Выбранный отрывок
Многие члены партии все еще имеют смутное представление о китайской истории, будь то история последних ста лет или древних времен. Многие марксисты-ленинцы не могут раскрыть рта, не упомянув о Древней Греции, но, к сожалению, не помнят своих предков104.
Мао высказался об античной философии в своей работе по диалектическому материализму, в которой (что, наверное, неудивительно) осудил Платона как идеалиста и реакционера за его аргумент о том, что только Формы имеют реальное существование.
III. К площади Тяньаньмэнь, но не обратно
Был один человек, который, живя в Китае при Мао, цеплялся за призрак классических Афин и дорого за это заплатил. Убежденный коммунист Гу Чжунь (顾准, 1915–1974) стал экономическим советником КПК после захвата партией Шанхая – одного из немногих «особых» городов, где допускалось существование западного капитализма. Как объясняет Кристофер Лейтон, новая КПК особо заботилась о том, чтобы контролировать и реформировать этот финансовый центр Китая:
За помощью они обратились к Гу Чжуню – вундеркинду в области бухгалтерского учета, уроженцу Шанхая и ветерану Коммунистической партии Китая. В течение следующих трех лет он курировал и перестраивал финансовую структуру города на различных постах в правительстве, иногда одновременно возглавляя сразу три муниципальных бюро105.
Но Гу Чжунь оказался в противоречии с партийной идеологией, когда его политика, изложенная в его «Налоговом бюллетене», перестала соответствовать коммунистическим идеалам. В своей статье 1957 года «О коммерческом производстве и теории стоимости при социализме» он утверждал, что основой для принятия производственных решений должен быть рынок, а не централизованный план. Из-за этого его сослали в провинцию, а затем посадили в тюрьму. Его не раз освобождали и снова заключали под стражу (или, как это тогда называлось, «перевоспитывали»), но впечатления от голода и каннибализма, которые он наблюдал в Синьяне, провинция Хэнань, где погибло около 200 000 человек, привели его к решительному неприятию «большого скачка» (大跃进). Гу Чжунь вызывающе писал в тюремных дневниках: «Я верил в ту же идеологию [коммунизм]. Однако, когда люди во имя революции сменят революционный идеализм на консервативную и реакционную автократию, я однозначно выберу реализм и плюрализм в качестве ориентиров и буду бороться с этой автократией до конца» 106.

Исходные данные
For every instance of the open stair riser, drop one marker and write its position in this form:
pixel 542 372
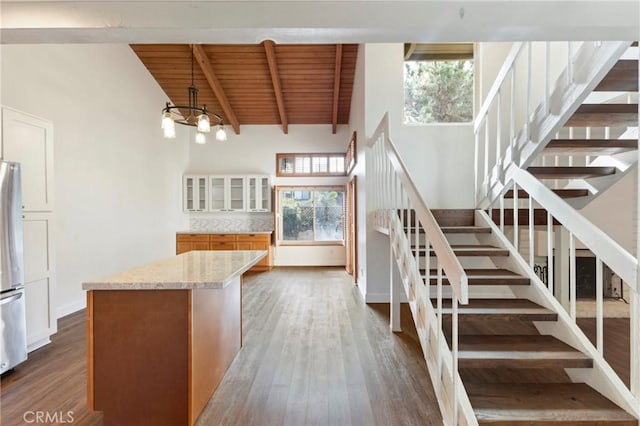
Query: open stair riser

Задание 1
Перечислите всех людей, которые названы по имени в выбранном отрывке.
Задание 2
Ответьте по выбранному отрывку, в каком году вышла статья Гу Чжуня «О коммерческом производстве и теории стоимости при социализме».
Задание 3
Напишите продолжение выбранного отрывка, начав сразу после его последнего предложения.

Ответ к заданию 1
Мао, Платон, Гу Чжунь, Кристофер Лейтон.

Ответ к заданию 2
В 1957 году.

Ответ к заданию 3
Гу Чжунь обратился к древнегреческой системе полисов, чтобы ответить на вопросы о проблемах, присущих социалистической экономике107. Одно из его важнейших эссе – «О древнегреческом институте города-государства» (Сила чэнбан чжиду, 希腊城邦制度) – было, вероятно, написано в последний год его жизни, в 1974 году, хотя увидело свет только в 1982 году. В нем Гу сделал несколько радикальных заявлений об истории китайской и греческой цивилизаций и торговли, во многом нелестных для Китая108. Он утверждал, что важные черты греческих полисов, такие как демократия, гражданство, права и свод законов, не только отличали их культуру от культуры остального мира той эпохи, но также обусловили другие события, благодаря которым запад лидировал еще долгое время после того, как Древняя Греция прекратила свое существование. Гу писал:
Общей чертой [Китая, Египта, Израиля и Индии] было то, что у всех нас был дарованный Богом правитель, тиран. Он обладал абсолютной властью, и все люди подчинялись его воле ‹…›. Царь также должен был иметь духовное превосходство; то есть его власть должна была считаться унаследованной от Бога109.
Именно это убеждение сдерживало развитие востока.
И вновь очень кстати пришелся Аристотель. Говоря об автократиях, Гу Чжунь одобрительно процитировал греческую «Политику»:
Так как по своим природным свойствам варвары более склонны к тому, чтобы переносить рабство, нежели эллины, и азиатские варвары превосходят в этом отношении варваров, живущих в Европе, то они и подчиняются деспотической власти, не обнаруживая при этом никаких признаков неудовольствия110.
Он также цитировал Аристотеля для определения города-государства и гражданства, ссылаясь на «Политику», чтобы сделать следующее утверждение:
Тот, кто имеет право участвовать в совещательном или судебном управлении государством, может, по нашему мнению, называться гражданином этого государства; и, вообще говоря, государство – это совокупность граждан, достаточная для достижения жизненных целей111.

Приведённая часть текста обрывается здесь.